=== Text ===
"""

Building on this foundation, the present research develops a framework for quantitatively classifying and comparing graph structures at the building scale, while also examining how local spatial changes affect global structure. Specifically, the study revisits Hillier’s concepts of traversability and mean local choice, developing measures to evaluate these properties across the four structure types. These measures allow real-world cases to be quantitatively compared against theoretical structures, providing a basis for interpreting their potential functional effects as well as the semantic meanings embedded in configuration. Ultimately, the research redefines the four structure types as four fundamental syntactic rules for generating configuration, each carrying a distinctive meaning, which can be quantitatively differentiated through variations in structural property values.

"""

=== Stated problem 1 ===
In the text on graph structures at the building scale, which two concepts of Hillier's does the study revisit?
=== Stated problem 2 ===
Summarize the text on graph structures at the building scale in two sentences.
=== Stated problem 3 ===
Continue the text on graph structures at the building scale from the point where it ends.

=== Dataset entries ===
"""

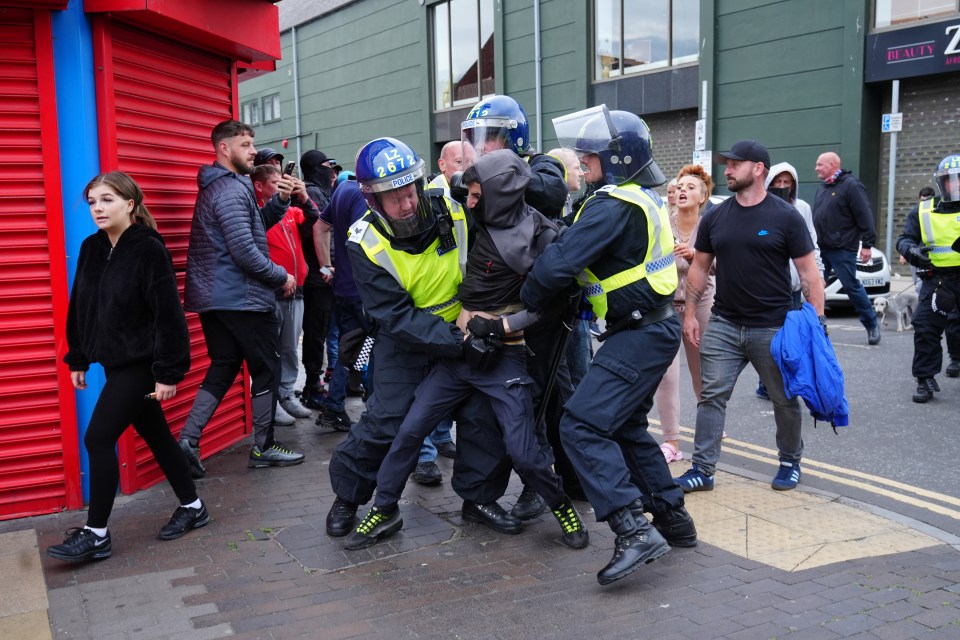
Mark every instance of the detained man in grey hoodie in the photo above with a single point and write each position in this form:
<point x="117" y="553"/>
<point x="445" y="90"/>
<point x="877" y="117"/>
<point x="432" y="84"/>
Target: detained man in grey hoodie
<point x="508" y="235"/>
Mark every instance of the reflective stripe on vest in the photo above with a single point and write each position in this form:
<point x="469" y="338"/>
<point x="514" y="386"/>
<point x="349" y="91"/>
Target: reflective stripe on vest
<point x="658" y="268"/>
<point x="938" y="232"/>
<point x="430" y="279"/>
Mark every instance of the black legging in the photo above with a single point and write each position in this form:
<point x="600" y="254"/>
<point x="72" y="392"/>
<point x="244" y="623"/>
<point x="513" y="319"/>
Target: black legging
<point x="121" y="403"/>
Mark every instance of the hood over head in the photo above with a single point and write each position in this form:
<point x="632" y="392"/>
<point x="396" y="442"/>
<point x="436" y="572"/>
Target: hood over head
<point x="504" y="177"/>
<point x="779" y="168"/>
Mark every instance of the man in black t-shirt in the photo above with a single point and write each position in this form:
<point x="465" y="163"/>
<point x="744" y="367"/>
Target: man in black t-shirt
<point x="753" y="236"/>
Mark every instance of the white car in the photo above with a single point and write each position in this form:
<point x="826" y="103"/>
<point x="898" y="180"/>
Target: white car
<point x="875" y="278"/>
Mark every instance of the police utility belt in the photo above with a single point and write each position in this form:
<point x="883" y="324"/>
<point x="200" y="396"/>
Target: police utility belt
<point x="636" y="320"/>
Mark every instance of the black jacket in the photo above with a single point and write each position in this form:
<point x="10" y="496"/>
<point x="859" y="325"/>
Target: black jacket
<point x="842" y="215"/>
<point x="125" y="308"/>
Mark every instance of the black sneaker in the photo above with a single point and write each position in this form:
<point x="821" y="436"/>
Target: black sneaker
<point x="447" y="449"/>
<point x="184" y="519"/>
<point x="81" y="544"/>
<point x="529" y="505"/>
<point x="375" y="526"/>
<point x="336" y="420"/>
<point x="924" y="393"/>
<point x="341" y="518"/>
<point x="953" y="369"/>
<point x="192" y="453"/>
<point x="276" y="455"/>
<point x="574" y="534"/>
<point x="427" y="473"/>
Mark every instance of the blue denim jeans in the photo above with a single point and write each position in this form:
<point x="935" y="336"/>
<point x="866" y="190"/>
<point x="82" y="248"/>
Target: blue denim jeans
<point x="844" y="265"/>
<point x="725" y="349"/>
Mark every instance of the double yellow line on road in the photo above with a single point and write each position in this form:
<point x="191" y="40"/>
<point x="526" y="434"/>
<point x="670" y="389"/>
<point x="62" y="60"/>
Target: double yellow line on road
<point x="932" y="501"/>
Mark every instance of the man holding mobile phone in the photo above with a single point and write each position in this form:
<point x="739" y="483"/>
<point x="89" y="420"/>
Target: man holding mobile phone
<point x="230" y="282"/>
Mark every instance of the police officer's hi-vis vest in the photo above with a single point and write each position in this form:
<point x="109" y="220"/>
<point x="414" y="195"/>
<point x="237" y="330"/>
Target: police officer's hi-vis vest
<point x="429" y="278"/>
<point x="658" y="266"/>
<point x="938" y="231"/>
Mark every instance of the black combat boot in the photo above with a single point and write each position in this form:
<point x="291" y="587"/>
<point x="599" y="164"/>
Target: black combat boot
<point x="637" y="544"/>
<point x="675" y="525"/>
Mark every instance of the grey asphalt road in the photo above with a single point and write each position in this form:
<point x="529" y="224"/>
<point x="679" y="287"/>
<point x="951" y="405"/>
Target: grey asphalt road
<point x="895" y="453"/>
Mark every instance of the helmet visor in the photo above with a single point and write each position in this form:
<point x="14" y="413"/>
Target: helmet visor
<point x="587" y="131"/>
<point x="948" y="182"/>
<point x="486" y="134"/>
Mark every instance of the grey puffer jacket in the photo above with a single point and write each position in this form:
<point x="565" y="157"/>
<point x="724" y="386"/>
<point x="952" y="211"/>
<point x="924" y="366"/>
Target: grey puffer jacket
<point x="228" y="263"/>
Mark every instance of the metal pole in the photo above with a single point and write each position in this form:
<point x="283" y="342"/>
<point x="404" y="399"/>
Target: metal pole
<point x="296" y="90"/>
<point x="536" y="67"/>
<point x="892" y="171"/>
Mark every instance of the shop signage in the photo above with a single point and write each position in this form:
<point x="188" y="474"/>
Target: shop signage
<point x="916" y="51"/>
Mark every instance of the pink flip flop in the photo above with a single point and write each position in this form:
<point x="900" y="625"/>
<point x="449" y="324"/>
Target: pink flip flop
<point x="671" y="452"/>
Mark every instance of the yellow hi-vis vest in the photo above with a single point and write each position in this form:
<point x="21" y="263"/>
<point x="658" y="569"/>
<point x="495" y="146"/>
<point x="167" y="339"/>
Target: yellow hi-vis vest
<point x="658" y="266"/>
<point x="429" y="278"/>
<point x="938" y="232"/>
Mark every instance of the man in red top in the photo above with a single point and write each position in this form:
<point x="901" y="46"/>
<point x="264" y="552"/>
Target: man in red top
<point x="286" y="250"/>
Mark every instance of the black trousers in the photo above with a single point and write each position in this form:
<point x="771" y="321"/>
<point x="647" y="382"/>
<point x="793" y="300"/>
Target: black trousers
<point x="929" y="325"/>
<point x="481" y="470"/>
<point x="317" y="311"/>
<point x="121" y="403"/>
<point x="450" y="382"/>
<point x="233" y="337"/>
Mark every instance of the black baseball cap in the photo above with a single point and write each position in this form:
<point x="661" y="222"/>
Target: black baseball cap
<point x="265" y="155"/>
<point x="749" y="150"/>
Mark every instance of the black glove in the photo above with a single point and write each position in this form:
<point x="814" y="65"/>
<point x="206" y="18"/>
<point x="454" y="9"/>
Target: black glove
<point x="481" y="327"/>
<point x="918" y="257"/>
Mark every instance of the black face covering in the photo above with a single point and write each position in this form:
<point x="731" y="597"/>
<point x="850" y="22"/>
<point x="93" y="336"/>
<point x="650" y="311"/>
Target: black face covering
<point x="477" y="211"/>
<point x="781" y="192"/>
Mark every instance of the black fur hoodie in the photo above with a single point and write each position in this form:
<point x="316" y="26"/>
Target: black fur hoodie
<point x="125" y="308"/>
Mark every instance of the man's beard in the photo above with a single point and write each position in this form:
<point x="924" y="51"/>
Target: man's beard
<point x="739" y="185"/>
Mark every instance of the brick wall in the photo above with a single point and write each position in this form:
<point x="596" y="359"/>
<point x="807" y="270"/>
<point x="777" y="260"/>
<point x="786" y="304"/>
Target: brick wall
<point x="672" y="140"/>
<point x="931" y="130"/>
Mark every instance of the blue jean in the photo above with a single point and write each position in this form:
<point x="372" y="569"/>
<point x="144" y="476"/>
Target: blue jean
<point x="844" y="265"/>
<point x="725" y="349"/>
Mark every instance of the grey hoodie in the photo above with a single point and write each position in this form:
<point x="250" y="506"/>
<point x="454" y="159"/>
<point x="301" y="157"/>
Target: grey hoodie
<point x="804" y="209"/>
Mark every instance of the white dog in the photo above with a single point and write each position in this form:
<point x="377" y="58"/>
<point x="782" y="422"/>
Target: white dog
<point x="902" y="306"/>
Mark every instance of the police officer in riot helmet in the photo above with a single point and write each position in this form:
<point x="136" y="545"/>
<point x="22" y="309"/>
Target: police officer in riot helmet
<point x="931" y="240"/>
<point x="620" y="247"/>
<point x="407" y="255"/>
<point x="500" y="122"/>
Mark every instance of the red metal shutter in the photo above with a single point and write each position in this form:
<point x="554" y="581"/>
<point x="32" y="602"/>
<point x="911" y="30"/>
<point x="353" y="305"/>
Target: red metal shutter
<point x="158" y="101"/>
<point x="39" y="463"/>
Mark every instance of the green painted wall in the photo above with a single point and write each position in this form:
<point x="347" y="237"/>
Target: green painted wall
<point x="790" y="74"/>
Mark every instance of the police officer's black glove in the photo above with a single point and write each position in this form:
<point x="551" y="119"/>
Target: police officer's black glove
<point x="918" y="257"/>
<point x="480" y="327"/>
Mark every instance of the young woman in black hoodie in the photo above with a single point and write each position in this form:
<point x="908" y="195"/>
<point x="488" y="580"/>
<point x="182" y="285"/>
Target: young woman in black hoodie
<point x="125" y="313"/>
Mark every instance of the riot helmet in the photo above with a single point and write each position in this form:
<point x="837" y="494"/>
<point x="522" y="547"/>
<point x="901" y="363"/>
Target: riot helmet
<point x="947" y="178"/>
<point x="390" y="176"/>
<point x="498" y="122"/>
<point x="619" y="139"/>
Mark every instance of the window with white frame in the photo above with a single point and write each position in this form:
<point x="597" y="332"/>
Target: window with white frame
<point x="889" y="13"/>
<point x="250" y="112"/>
<point x="462" y="52"/>
<point x="271" y="107"/>
<point x="657" y="34"/>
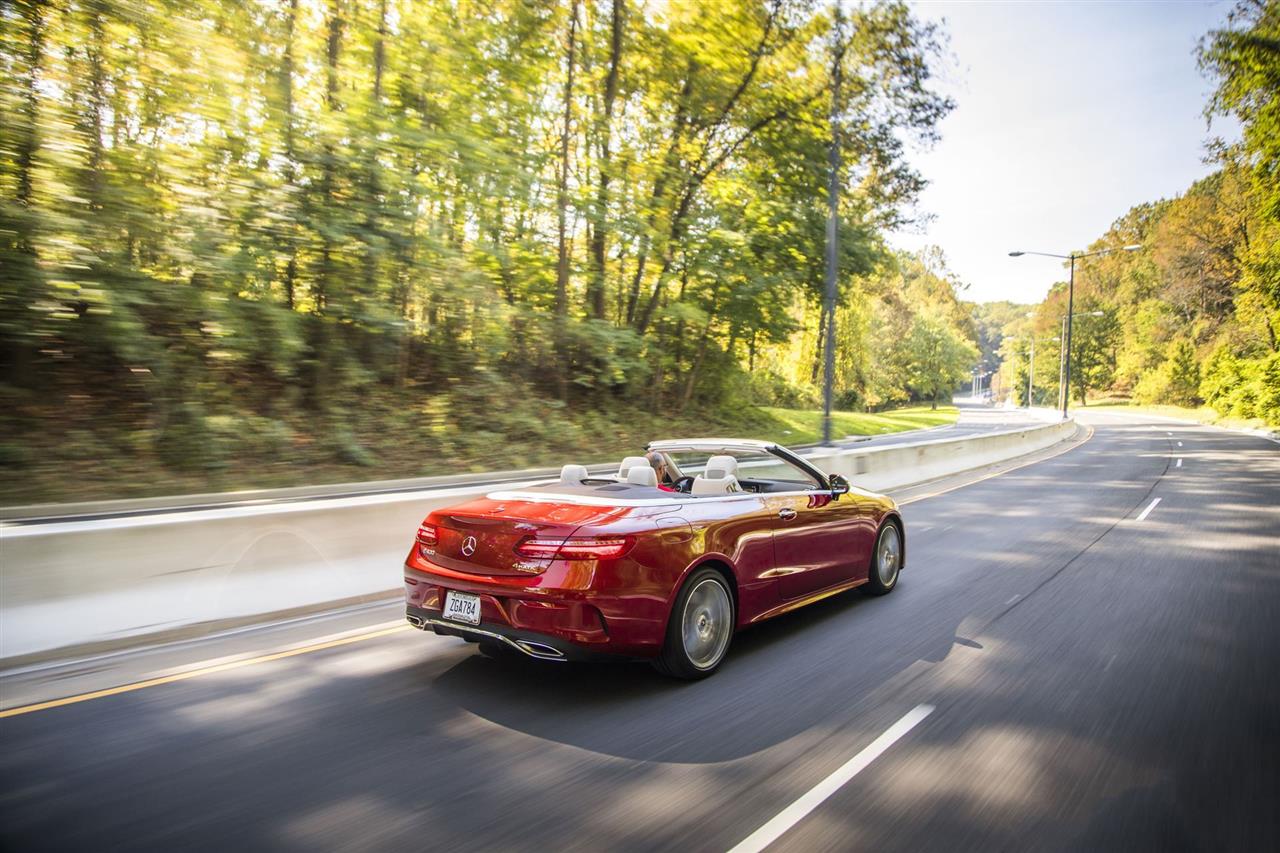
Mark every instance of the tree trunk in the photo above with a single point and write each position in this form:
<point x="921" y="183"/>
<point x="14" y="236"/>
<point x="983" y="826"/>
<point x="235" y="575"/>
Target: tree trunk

"""

=== Exercise output 1 ===
Traversability and mean local choice.

=== Exercise output 2 ===
The research develops a framework for quantitatively classifying and comparing building-scale graph structures, revisiting Hillier's concepts of traversability and mean local choice to build measures that assess these properties across four structure types and allow real-world cases to be compared with theoretical ones. It ultimately redefines the four structure types as fundamental syntactic rules for generating configuration, each with a distinctive meaning that can be distinguished quantitatively through differences in structural property values.

=== Exercise output 3 ===
Speaker
Chenyang Li is an EPSRC-funded PhD candidate at the Space Syntax Laboratory, UCL. His research focuses on the spatial types and structures of complex public buildings, with particular emphasis on museums and art galleries. He is currently a postgraduate teaching assistant for the MSc/MRes Space Syntax: Architecture & Cities programme and the MPhil/PhD Architectural Space & Computation programme. Before joining The Bartlett, Chenyang worked as an architect at Hunan Architectural Design Institute and was a guest lecturer at Hunan University and Changsha University of Science and Technology for Space Syntax workshops.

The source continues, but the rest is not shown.